◆ About this task
Please transcribe every record below exactly as it appears.

Stored data entries
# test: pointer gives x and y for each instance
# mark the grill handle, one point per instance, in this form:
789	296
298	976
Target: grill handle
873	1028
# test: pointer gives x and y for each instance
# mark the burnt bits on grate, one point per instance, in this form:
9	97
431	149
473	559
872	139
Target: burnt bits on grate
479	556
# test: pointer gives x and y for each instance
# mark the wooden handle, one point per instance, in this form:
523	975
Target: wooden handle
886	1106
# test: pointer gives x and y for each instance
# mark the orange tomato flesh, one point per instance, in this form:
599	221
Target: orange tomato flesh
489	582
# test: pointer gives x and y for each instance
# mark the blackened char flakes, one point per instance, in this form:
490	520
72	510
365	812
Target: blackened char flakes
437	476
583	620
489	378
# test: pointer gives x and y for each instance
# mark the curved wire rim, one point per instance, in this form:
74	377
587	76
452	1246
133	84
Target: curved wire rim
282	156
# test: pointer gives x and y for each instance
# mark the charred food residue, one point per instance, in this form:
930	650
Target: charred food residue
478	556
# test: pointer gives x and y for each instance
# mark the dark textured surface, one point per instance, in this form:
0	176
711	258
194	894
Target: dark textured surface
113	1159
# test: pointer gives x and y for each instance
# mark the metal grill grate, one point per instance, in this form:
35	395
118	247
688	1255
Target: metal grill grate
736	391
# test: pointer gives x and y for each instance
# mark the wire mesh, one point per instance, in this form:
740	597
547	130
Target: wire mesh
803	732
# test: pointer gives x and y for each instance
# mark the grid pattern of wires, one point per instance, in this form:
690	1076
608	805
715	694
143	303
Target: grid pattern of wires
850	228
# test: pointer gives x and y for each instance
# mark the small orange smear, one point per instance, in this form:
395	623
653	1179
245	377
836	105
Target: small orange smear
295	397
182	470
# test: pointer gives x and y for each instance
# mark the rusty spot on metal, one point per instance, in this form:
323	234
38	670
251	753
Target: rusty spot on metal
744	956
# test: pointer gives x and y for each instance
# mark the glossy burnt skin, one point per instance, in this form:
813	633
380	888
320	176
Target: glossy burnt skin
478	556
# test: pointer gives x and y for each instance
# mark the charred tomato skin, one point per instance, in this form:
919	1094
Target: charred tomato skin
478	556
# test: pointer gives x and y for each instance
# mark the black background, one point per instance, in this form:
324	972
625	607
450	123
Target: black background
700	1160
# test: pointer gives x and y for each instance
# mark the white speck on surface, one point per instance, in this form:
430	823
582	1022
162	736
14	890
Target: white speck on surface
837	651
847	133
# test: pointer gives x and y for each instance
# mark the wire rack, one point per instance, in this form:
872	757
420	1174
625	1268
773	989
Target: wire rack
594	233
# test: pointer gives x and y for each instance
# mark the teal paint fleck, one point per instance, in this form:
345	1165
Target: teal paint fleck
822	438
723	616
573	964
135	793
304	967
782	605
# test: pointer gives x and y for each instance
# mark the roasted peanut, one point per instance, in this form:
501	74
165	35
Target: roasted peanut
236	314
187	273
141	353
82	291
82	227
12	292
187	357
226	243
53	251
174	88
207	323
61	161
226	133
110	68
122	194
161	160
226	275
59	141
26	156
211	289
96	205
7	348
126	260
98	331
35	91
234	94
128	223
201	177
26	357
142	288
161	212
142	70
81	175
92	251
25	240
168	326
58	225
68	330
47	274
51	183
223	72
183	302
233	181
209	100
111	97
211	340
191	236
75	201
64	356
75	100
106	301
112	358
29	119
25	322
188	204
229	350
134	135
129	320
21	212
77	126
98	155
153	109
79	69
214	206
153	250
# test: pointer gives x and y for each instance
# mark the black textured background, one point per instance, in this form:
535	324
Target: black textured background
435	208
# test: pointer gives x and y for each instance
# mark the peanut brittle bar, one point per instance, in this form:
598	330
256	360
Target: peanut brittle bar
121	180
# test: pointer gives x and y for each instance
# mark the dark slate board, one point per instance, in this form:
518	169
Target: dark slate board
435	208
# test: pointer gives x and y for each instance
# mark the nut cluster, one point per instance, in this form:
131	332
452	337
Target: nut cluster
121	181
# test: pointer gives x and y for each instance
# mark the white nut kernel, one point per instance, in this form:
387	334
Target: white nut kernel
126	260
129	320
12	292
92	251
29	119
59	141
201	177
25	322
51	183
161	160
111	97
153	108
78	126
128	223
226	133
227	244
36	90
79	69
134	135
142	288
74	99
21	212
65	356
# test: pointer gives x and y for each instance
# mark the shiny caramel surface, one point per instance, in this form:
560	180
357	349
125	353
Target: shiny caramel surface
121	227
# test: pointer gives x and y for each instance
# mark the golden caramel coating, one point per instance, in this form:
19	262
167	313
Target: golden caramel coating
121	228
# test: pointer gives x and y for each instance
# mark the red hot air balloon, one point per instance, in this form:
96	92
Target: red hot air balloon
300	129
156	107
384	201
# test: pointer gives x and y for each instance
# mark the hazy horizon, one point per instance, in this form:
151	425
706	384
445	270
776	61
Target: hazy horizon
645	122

◆ Output below
# test: pointer gives x and y for each instance
# mark the grill handle, one point per instance, in this form:
789	296
298	976
Target: grill handle
873	1028
# test: pointer gives x and y for each instance
# mark the burnt bits on grate, one point per instance, in this form:
9	97
431	149
473	559
872	139
Target: burnt bits on grate
479	556
# test: pointer gives x and y for each instance
# mark the wooden handle, one point per instance, in this form:
523	975
Target: wooden handle
886	1106
# test: pointer gives x and y for each instance
# mark the orange tomato flesh, one point per instance, in this form:
599	221
Target: orange tomato flesh
489	582
# test: pointer gives x and y for each instance
# mark the blackened char flakes, one point per instance, in this form:
490	520
72	510
365	812
Target: blackened char flakes
437	476
583	620
489	378
# test: pointer gives x and y for each instance
# mark the curved wire rim, one point per instance, in this form:
74	377
587	76
452	1246
133	84
Target: curved wire rim
282	156
# test: pointer gives x and y for each instance
# mark the charred food residue, one point per instance, in this form:
930	650
Target: charred food residue
478	556
# test: pointer gives x and y for each instance
# mark the dark textured surface, one point per instance, in this form:
0	176
711	258
194	894
Target: dark textured surface
113	1159
# test: pointer gives x and y for each instance
# mark the metal grill grate, one point per instance, in this form:
35	395
118	247
688	1255
Target: metal grill grate
736	391
# test: pointer gives x and y for each instance
# mark the wire mesh, one point per instance, in this form:
740	597
547	130
Target: wire mesh
803	732
# test: pointer gives x and y for each instance
# mark the grid pattern of wires, one point per instance, in this form:
690	1076
608	805
715	694
143	303
Target: grid pattern of wires
850	228
# test: pointer gives x and y for each instance
# mark the small orange smear, one point per instance, in this form:
395	623
653	1179
245	377
836	105
Target: small orange smear
295	397
182	470
# test: pointer gives x and y for each instance
# mark the rusty spot on metal, one point per instance, in this form:
323	234
38	670
251	753
Target: rusty spot on metal
744	956
# test: pointer gives x and y for each instance
# mark the glossy burnt skin, one point per instance, in this form:
813	633
380	888
320	176
Target: glossy burnt skin
478	556
# test: pointer gives x and y for each instance
# mark the charred tomato skin, one point per instance, in this form:
919	1094
Target: charred tomato skin
478	556
# test: pointer gives x and y for each instance
# mark the black background, one point per instance, in this form:
324	972
625	607
450	123
Target: black background
700	1160
# test: pointer gives x and y for each instance
# mark the white speck on surface, one point per instance, in this form:
430	823
582	1022
162	736
14	890
Target: white speck on surface
837	651
847	133
# test: pointer gives x and y for each instance
# mark the wire rack, one point per instance, in this form:
872	757
420	1174
625	1268
773	989
Target: wire rack
594	233
# test: pointer gives x and y for each instance
# mark the teal paint fleck, one point per instance, in this form:
345	1165
Target: teal paint fleck
822	438
723	616
573	964
135	793
304	967
782	605
# test: pointer gives x and y for each instance
# mark the roasted peanut, one point per instance, in this form:
501	74
165	35
Target: roasted peanut
236	314
187	273
141	353
82	291
82	227
12	292
187	357
226	243
53	251
174	88
207	323
61	161
226	133
110	68
122	194
161	160
226	275
59	141
26	156
211	289
96	205
7	348
126	260
98	331
35	91
234	94
128	223
201	177
26	357
142	288
161	212
142	70
81	175
92	251
25	240
168	326
58	225
68	330
47	274
51	183
223	72
183	302
233	181
209	100
111	97
211	340
191	236
75	201
64	356
75	100
106	301
112	358
29	119
25	322
188	204
229	350
134	135
129	320
21	212
77	126
98	155
153	109
79	69
214	206
153	250
# test: pointer gives x and y for each instance
# mark the black textured background, one point per instance, in this form:
535	324
Target: black textured background
435	208
# test: pointer gives x and y for each instance
# mark the peanut brittle bar, one point per instance, in this form:
598	330
256	360
Target: peanut brittle bar
121	180
# test: pointer gives x and y for each instance
# mark the dark slate board, one point per instance, in this form:
518	169
Target: dark slate board
435	208
# test: pointer gives x and y for each instance
# mark the nut cluster, one point per instance, in this form:
131	332
452	337
Target: nut cluster
121	181
# test: pointer gives x and y for each instance
# mark the white nut kernel, one point per instance, in this form:
387	334
Target: white nut kernel
126	260
129	320
12	292
92	251
29	119
59	141
201	177
25	322
51	183
161	160
111	97
153	108
78	126
128	223
226	133
227	244
36	90
79	69
134	135
142	288
74	99
21	212
65	356
# test: pointer gives x and y for each instance
# mark the shiny caramel surface, one point per instance, in this form:
560	180
357	349
125	353
Target: shiny caramel surface
121	227
# test: pointer gives x and y for each instance
# mark the golden caramel coating, one point per instance, in this form:
19	262
167	313
Target: golden caramel coating
121	228
# test: pointer gives x and y for each instance
# mark the red hot air balloon, one point per instance, in this form:
96	92
Target: red hot air balloon
300	129
156	107
384	201
# test: pointer gives x and y for each instance
# mark the hazy horizon, one point per instance, in this form:
151	425
706	384
445	270
776	61
Target: hazy horizon
645	122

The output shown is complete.